■ **Extract provided**
(begin)
The applicants sought review by application filed on 15 June 2011. There are three generally expressed grounds in the application. The applicant did not file written submissions but was given the opportunity to make oral submissions. The first ground is that the Tribunal considered the applicant’s case “unfairly” and “doubted [her] claim without substantive evidence”.
To the extent that this is an allegation that the Tribunal did not afford the applicants procedural fairness, such a claim is not made out on the material before the court. The applicants do not raise, and nor is there anything in the material to suggest, any contention that the Tribunal failed to comply with its obligations in Division 4 of Part 7 of the Migration Act 1958 (Cth). The applicants attended a Tribunal hearing at the Tribunal invitation. It is apparent from the Tribunal’s account of that hearing – the only evidence before the court of what occurred – that it raised with the applicants matters of concern and gave them an opportunity to comment. There is nothing in the material before the court to suggest any failure to raise dispositive issues under s.425 of the Act. Nor is there any contention of any failure to comply with any other obligation under Division 4 of Part 7.
In oral submissions the applicant raised a concern about the Tribunal’s knowledge of the situation in China, in particular the part of China from which she came. She suggested that the Tribunal did not understand Chinese policy, particularly in that part of the world. Insofar as this may be taken to raise a claim that the Tribunal failed to put to the applicant independent country information on which it relied, such information is outside the obligation in s.424A(1) of the Act. In any event on the Tribunal’s account of the hearing it gave both applicants the opportunity to comment on independent country information about the situation and the law in Fujian Province.
(end)
■ **Exercise objective**
Repeat the part of the review decision text starting with "In oral submissions" and going on through "in Fujian Province.", word for word.

■ **Material**
(begin)
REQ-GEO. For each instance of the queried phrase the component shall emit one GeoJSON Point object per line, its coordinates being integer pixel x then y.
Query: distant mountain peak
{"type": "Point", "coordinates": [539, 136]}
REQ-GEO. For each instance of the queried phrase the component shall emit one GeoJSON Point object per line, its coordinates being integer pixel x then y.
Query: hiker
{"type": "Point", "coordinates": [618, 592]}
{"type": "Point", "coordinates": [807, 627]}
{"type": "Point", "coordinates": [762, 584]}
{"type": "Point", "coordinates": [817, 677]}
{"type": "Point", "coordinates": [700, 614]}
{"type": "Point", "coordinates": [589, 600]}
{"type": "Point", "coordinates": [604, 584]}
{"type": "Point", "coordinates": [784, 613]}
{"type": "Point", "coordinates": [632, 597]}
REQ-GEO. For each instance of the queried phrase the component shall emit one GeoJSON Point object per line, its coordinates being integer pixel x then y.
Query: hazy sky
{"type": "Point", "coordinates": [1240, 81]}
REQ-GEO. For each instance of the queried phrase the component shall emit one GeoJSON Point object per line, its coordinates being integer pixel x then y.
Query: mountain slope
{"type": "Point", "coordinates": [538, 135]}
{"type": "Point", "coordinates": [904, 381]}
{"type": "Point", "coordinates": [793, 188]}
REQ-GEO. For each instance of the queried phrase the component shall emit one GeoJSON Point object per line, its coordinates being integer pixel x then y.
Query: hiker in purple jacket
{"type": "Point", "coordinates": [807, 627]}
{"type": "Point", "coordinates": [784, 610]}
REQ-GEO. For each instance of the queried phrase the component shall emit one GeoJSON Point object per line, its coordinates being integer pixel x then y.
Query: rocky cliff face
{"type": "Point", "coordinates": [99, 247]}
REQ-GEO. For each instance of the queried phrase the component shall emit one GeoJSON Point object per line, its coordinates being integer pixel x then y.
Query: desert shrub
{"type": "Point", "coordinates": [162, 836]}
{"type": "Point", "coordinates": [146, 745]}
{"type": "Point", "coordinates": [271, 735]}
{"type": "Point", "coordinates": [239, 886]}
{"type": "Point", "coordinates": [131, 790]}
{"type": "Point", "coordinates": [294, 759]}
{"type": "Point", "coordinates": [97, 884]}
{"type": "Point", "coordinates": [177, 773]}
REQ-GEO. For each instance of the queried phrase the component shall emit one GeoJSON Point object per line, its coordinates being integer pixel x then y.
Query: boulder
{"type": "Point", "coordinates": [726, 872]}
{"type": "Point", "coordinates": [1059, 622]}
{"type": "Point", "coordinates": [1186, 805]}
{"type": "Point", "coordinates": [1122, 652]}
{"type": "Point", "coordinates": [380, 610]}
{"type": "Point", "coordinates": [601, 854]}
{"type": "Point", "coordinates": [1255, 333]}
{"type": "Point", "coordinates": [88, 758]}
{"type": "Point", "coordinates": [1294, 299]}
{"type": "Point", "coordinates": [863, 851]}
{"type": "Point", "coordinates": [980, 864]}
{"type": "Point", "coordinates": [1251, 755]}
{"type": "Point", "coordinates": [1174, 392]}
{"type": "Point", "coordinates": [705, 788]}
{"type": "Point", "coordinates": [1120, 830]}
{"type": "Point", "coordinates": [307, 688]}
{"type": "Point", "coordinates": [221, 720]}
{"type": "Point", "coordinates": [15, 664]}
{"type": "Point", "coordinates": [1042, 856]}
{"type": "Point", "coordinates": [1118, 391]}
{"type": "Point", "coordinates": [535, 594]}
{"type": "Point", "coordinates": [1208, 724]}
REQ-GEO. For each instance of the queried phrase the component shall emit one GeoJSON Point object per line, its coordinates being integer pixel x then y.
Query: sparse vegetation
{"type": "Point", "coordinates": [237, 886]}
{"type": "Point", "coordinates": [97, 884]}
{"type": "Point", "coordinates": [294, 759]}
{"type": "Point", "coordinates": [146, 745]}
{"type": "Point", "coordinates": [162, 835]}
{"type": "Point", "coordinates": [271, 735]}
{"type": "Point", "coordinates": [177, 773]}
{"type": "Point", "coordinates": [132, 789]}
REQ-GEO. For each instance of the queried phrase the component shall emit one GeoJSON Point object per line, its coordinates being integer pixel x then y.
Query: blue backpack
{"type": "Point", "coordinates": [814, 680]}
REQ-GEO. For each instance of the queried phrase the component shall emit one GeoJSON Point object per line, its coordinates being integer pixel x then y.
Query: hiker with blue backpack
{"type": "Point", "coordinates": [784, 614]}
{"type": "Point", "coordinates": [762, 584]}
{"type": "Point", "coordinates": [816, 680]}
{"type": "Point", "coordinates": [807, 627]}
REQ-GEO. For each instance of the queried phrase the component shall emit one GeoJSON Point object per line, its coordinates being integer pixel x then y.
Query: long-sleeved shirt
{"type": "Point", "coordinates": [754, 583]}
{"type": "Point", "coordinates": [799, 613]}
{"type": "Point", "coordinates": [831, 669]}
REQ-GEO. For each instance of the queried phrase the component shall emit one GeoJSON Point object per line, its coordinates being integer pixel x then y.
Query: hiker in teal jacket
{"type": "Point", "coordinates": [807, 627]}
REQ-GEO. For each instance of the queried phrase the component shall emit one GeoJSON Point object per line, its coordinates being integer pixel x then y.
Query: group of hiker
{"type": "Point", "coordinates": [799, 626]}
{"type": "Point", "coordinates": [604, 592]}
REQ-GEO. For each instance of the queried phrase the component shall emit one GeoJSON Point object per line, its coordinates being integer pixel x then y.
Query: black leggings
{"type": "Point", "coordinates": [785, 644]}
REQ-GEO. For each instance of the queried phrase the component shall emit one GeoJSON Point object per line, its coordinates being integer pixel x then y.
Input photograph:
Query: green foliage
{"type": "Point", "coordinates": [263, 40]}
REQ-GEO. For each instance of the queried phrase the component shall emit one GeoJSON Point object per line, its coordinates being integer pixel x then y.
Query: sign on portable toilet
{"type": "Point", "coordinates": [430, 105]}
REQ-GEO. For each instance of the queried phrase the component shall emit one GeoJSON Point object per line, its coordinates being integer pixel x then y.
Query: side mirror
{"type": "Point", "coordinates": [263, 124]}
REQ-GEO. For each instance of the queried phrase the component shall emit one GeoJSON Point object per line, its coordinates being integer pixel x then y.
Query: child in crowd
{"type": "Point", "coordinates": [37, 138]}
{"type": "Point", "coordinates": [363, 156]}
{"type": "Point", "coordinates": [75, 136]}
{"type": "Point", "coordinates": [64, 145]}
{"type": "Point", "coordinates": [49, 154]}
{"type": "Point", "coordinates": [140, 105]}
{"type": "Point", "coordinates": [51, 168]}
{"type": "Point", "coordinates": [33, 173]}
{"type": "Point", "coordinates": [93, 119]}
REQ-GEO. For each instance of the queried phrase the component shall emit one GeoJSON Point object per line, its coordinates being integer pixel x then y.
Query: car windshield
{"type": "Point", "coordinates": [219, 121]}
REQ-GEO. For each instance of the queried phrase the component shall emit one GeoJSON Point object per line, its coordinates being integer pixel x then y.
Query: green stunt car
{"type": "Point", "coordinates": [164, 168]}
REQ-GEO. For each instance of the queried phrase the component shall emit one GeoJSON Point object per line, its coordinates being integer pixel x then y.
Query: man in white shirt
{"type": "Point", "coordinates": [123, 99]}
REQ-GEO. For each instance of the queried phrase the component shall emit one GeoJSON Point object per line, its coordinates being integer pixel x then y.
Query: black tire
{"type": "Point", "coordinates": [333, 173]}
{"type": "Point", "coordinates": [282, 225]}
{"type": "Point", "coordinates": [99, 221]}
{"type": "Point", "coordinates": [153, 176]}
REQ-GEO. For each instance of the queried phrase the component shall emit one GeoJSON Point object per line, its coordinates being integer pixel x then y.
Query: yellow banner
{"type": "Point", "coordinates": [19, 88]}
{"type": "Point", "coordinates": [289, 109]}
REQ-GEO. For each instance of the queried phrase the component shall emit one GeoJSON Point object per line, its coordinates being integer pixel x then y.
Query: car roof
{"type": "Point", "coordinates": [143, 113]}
(end)
■ **Reply to the exercise**
In oral submissions the applicant raised a concern about the Tribunal’s knowledge of the situation in China, in particular the part of China from which she came. She suggested that the Tribunal did not understand Chinese policy, particularly in that part of the world. Insofar as this may be taken to raise a claim that the Tribunal failed to put to the applicant independent country information on which it relied, such information is outside the obligation in s.424A(1) of the Act. In any event on the Tribunal’s account of the hearing it gave both applicants the opportunity to comment on independent country information about the situation and the law in Fujian Province.